- **What is asked**
Convert the lines from the one containing "floor, shaped like this sample" through the end of the saved entries into a JSON list of strings, with one string per line and blank lines left out.

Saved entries
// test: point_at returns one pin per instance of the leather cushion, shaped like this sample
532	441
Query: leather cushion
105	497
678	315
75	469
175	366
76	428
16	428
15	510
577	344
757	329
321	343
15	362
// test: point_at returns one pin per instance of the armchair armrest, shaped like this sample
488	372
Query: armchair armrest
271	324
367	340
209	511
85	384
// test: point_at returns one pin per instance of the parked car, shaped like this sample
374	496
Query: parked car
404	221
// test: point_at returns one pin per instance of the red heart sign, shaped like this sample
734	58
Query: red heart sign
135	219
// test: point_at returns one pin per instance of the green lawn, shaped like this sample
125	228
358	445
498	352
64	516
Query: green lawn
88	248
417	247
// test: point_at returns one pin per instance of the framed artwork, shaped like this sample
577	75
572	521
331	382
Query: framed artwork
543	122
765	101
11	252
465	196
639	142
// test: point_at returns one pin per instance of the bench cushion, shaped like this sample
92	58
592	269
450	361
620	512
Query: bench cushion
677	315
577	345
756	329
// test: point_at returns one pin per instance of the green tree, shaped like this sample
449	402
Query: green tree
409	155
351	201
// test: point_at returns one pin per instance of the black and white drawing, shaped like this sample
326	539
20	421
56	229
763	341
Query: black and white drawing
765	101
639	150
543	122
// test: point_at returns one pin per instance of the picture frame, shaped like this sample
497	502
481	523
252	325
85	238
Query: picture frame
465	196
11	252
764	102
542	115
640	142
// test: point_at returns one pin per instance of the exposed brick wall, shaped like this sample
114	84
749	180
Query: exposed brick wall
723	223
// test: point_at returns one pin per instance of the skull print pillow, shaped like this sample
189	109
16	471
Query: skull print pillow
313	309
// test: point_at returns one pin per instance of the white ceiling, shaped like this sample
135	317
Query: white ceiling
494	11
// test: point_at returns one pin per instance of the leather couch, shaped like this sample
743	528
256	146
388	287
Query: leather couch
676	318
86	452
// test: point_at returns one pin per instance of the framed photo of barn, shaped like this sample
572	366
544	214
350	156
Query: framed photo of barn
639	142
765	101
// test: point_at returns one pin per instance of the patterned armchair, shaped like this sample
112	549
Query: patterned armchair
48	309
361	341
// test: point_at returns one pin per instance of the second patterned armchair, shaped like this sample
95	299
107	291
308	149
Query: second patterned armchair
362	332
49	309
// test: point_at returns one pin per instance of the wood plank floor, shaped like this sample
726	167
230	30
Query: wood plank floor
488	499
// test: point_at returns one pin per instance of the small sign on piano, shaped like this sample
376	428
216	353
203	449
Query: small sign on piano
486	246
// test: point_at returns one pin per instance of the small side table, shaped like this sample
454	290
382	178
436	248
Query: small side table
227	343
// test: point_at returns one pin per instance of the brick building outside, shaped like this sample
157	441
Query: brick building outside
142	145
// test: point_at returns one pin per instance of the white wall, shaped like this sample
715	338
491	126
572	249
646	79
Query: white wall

- **Correct result**
[
  "// test: point_at returns one pin per instance of the wood plank floor, shaped like this sample",
  "726\t167",
  "230\t30",
  "Query: wood plank floor",
  "488\t499",
  "// test: point_at returns one pin per instance of the small sign on piano, shaped like this sample",
  "376\t428",
  "216\t353",
  "203\t449",
  "Query: small sign on piano",
  "486\t246",
  "// test: point_at returns one pin per instance of the small side table, shaped like this sample",
  "454\t290",
  "382\t178",
  "436\t248",
  "Query: small side table",
  "227\t343",
  "// test: point_at returns one pin per instance of the brick building outside, shaped like this sample",
  "157\t441",
  "Query: brick building outside",
  "142\t145",
  "// test: point_at returns one pin per instance of the white wall, shaped like this sample",
  "715\t338",
  "491\t126",
  "572\t249",
  "646\t79",
  "Query: white wall"
]